* **Segment de texte**:
● ● ● ● ●

Rares sont les textes qui élargissent l’inscription de l’idiot dans la famille. Lorsqu’ils le font, ils déplacent la représentation vers la violence, expression sociale de l’impuissance et de l’idiotie. Les Idiots de Claudine Galea mettent ainsi en scène des laissés-pour-compte de la cité. Les lieux de la pièce sont les abribus, les squats. Ceux qui sont qualifiés d’idiots sont des jeunes gens violents, réduits à l’insulte et aux coups. Le terme d’idiot, avec ce qu’il a de massif et de péjoratif, met alors l’accent sur la brutalité, sans la pathologiser. Dans l’adaptation récente que Vincent Macaigne a faite de l’Idiot de Dostoïevski (Idiot ! Parce que nous aurions dû nous aimer, 2009 et 2014), la violence politique prérévolutionnaire de la Russie est montrée. L’idiotie est celle du prince Mychkine, inadapté à la société moderne en train de naître et qui sacrifie la beauté et l’idéal ; sa prétention au bonheur, à la pureté, à la bonté vient se fracturer sur le mal, la laideur, l’aigreur. Mais c’est aussi la réaction de tous les autres, qui font les idiots comme on dilapide son énergie à fonds perdu, pour saccager, détruire ce qui est en train de couler. Le spectacle n’est pas celui d’une régression – vers la brutalité, voire la bestialité – mais une sorte de retour d’un refoulé qui est le désir d’idéal et de bonté. Ces deux exemples ne doivent pas masquer que la notion d’idiotie, si elle oblige à penser les liens sociaux ou familiaux, n’implique pas d’abord une approche politique, à la différence de la bêtise. L’idiotie est du côté de la solitude. La bêtise, elle, surgit dans un espace saturé de normes, de paroles, de discours, que l’on répète en pensant bien faire, bien dire. Elle dit une conformité. Critiquer la bêtise, la repérer, la dénoncer, s’en moquer, c’est faire preuve d’intelligence, voire de courage, c’est faire rire le lecteur ou le spectateur avec soi, d’une bêtise qu’il reconnaît et qu’il veut mettre à distance. La bêtise est d’une certaine façon une passion démocratique : Flaubert, Musil, Sartre l’ont ainsi mise en scène et dénoncée. La bêtise est affaire de répétition, de normes assimilées et reconduites de manière impensée, de psittacisme, de rapport au savoir toujours tendu vers un exercice du pouvoir. Il y a une positivité de la bêtise dont l’idiotie ne fait jamais montre. C’est pourquoi elle est mise dans un rapport d’homologie avec la bourgeoisie, par Sartre, et plus tard par Barthes.

● ● ● ● ●

* **Données extraites**:

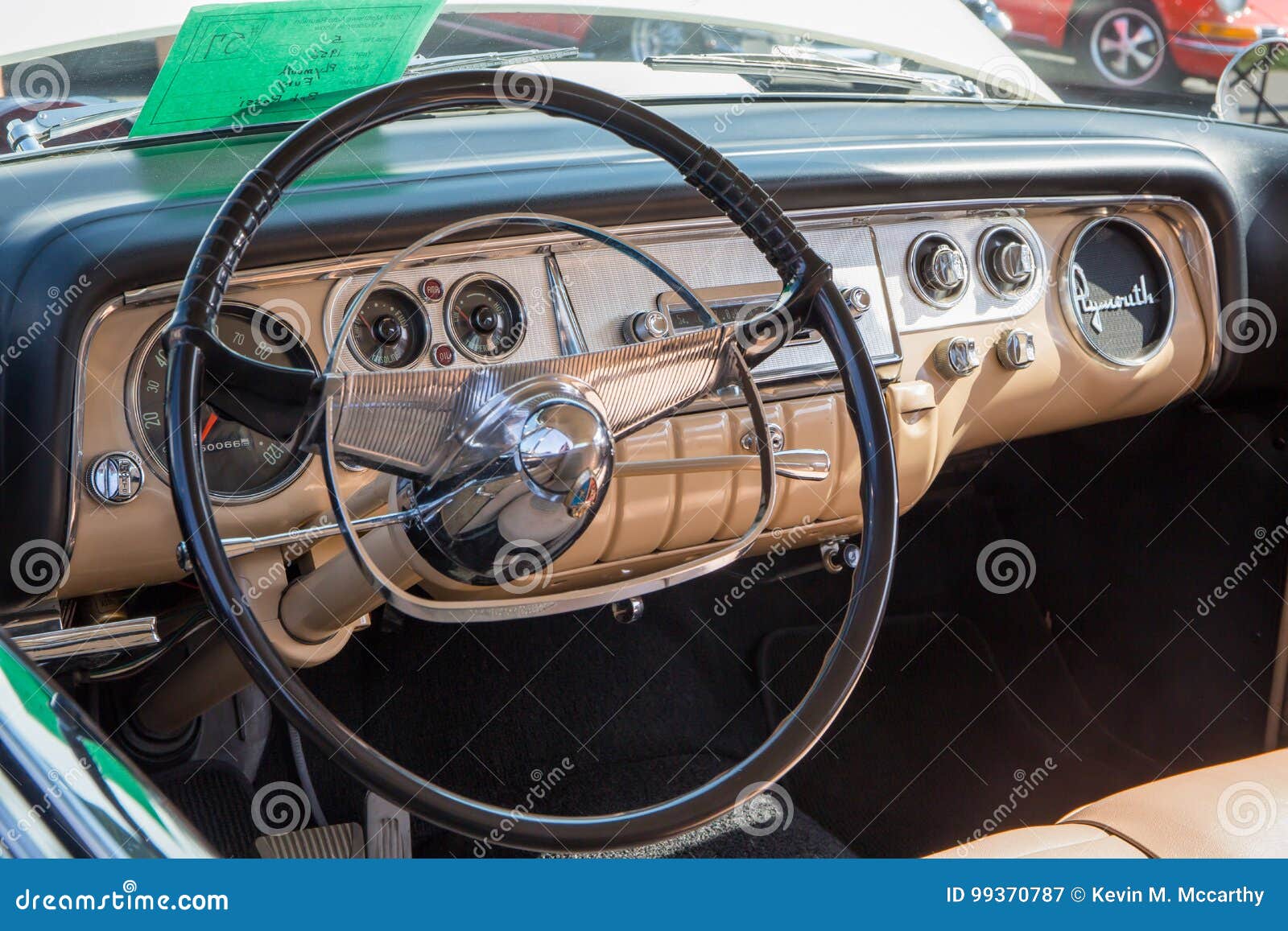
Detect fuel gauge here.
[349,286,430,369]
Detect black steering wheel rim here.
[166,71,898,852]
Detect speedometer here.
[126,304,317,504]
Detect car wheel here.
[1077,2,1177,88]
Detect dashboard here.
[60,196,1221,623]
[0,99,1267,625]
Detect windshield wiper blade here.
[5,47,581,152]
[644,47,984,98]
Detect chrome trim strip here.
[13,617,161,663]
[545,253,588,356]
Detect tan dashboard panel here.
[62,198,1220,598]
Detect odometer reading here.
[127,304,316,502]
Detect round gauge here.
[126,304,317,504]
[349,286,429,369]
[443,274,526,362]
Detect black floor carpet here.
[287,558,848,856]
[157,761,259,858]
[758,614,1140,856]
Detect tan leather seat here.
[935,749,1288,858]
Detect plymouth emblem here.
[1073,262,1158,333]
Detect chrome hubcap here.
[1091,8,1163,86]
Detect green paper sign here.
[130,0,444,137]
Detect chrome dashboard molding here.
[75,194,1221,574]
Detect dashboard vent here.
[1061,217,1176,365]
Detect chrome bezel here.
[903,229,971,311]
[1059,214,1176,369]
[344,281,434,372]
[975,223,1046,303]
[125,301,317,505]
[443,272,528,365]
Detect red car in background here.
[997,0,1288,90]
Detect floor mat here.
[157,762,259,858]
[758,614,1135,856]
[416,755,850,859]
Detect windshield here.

● ● ● ● ●

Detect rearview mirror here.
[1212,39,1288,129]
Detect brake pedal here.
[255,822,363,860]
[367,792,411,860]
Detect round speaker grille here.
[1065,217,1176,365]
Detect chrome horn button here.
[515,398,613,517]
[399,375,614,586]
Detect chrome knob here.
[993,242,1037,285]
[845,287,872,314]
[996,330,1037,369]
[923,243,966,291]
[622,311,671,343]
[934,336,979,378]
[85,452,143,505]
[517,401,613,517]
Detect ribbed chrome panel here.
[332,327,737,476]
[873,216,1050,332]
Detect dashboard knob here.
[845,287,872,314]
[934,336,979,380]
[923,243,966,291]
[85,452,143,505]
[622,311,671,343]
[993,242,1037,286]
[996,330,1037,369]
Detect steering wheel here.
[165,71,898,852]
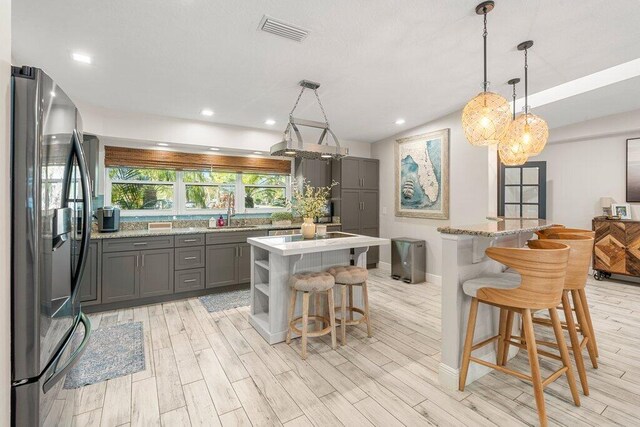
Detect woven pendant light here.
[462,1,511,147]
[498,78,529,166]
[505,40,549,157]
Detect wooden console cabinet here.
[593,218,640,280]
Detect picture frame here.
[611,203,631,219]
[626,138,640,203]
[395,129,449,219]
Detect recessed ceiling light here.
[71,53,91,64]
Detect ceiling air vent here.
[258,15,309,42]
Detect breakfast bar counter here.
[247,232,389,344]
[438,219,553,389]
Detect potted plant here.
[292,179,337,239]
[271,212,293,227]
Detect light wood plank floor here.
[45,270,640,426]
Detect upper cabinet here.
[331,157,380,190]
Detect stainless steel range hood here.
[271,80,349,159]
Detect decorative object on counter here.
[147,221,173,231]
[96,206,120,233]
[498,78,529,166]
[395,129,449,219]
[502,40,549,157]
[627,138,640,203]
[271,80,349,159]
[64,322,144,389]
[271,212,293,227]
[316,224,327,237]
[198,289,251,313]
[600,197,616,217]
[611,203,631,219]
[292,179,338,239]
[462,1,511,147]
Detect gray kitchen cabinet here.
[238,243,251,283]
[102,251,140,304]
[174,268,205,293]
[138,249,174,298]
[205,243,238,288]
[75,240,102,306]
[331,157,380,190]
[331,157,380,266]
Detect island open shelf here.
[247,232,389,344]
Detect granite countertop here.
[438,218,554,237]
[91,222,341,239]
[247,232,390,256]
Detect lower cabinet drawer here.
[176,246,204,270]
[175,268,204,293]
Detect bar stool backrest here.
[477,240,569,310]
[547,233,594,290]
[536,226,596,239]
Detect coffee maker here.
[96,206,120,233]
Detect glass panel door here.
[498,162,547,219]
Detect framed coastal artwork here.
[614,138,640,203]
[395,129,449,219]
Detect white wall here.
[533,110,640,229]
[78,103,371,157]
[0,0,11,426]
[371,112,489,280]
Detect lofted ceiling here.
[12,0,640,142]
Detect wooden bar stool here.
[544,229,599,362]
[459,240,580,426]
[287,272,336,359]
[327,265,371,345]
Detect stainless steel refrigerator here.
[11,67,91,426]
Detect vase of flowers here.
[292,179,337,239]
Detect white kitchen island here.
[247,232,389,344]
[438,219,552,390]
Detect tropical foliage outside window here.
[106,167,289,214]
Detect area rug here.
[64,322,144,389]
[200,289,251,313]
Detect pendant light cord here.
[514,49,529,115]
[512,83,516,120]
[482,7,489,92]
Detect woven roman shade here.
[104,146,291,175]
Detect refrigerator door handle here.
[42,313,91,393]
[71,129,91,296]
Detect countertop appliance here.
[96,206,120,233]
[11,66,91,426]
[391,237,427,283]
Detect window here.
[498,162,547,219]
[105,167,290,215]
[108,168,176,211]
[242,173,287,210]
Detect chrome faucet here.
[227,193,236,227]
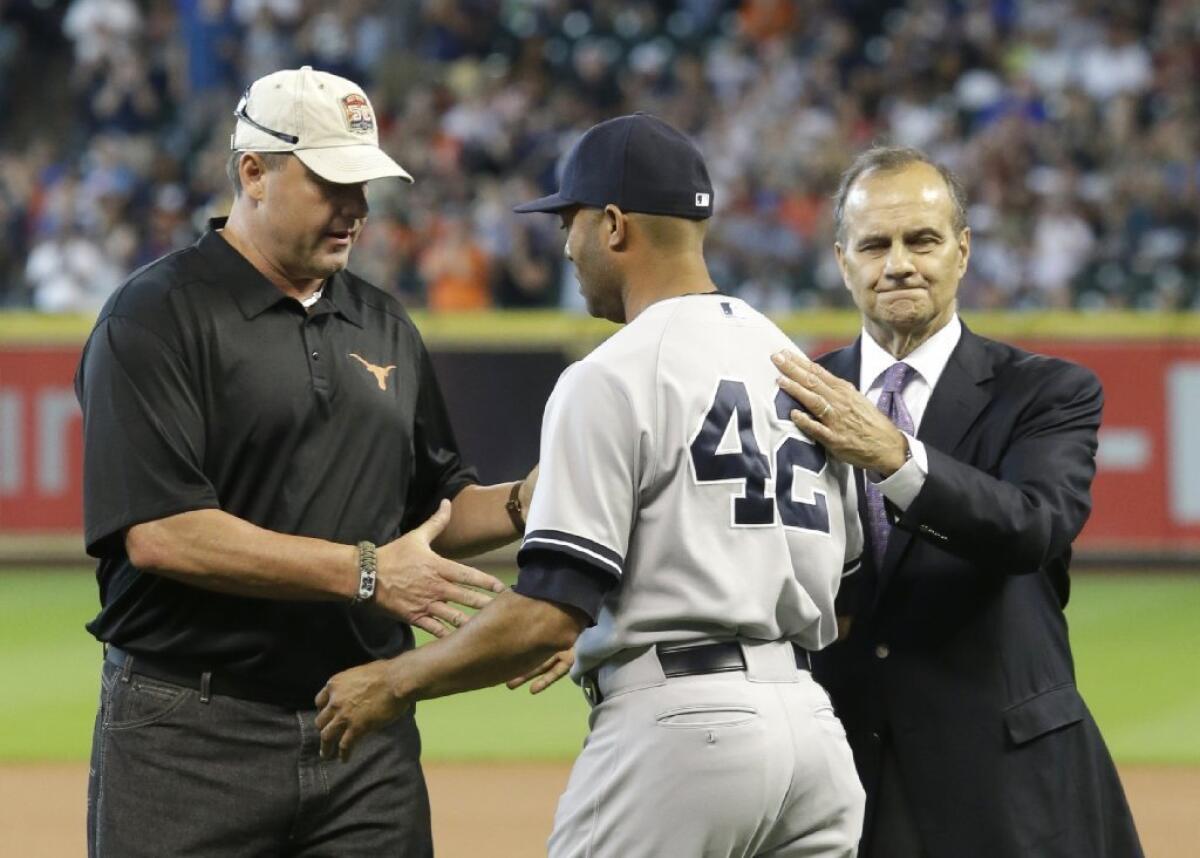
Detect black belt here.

● ● ● ● ●

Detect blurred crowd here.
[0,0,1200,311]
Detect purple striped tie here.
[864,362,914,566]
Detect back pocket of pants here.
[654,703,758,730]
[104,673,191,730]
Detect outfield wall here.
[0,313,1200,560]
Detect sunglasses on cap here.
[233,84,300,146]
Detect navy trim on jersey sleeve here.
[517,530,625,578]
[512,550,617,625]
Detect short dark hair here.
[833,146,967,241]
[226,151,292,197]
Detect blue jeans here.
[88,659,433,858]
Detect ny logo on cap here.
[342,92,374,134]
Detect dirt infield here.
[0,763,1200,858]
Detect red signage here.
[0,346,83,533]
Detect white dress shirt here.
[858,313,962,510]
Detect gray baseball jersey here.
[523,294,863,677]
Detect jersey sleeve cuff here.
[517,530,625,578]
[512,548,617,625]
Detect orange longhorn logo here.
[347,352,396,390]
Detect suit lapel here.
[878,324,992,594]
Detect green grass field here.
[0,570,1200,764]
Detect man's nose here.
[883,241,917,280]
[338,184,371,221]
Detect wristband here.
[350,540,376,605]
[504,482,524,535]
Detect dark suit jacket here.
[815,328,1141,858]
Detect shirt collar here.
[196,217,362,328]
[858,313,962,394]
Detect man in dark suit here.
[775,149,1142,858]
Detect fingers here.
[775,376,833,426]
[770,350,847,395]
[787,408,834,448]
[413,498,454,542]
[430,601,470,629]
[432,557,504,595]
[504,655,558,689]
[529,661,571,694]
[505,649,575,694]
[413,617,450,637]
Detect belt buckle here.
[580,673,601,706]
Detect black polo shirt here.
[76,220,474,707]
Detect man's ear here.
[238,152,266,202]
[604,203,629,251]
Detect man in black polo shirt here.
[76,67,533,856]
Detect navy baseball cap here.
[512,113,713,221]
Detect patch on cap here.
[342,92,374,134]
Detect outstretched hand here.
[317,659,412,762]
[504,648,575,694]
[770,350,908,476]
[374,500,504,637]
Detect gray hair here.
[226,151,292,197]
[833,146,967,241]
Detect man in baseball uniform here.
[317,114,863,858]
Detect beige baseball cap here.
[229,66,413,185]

● ● ● ● ●

* **Objectif**: D'après le segment de texte, quels sont les lieux de la pièce Les Idiots de Claudine Galea ? Le matériel forme un ensemble distinct du texte.

* **Résultat attendu**: Les abribus et les squats.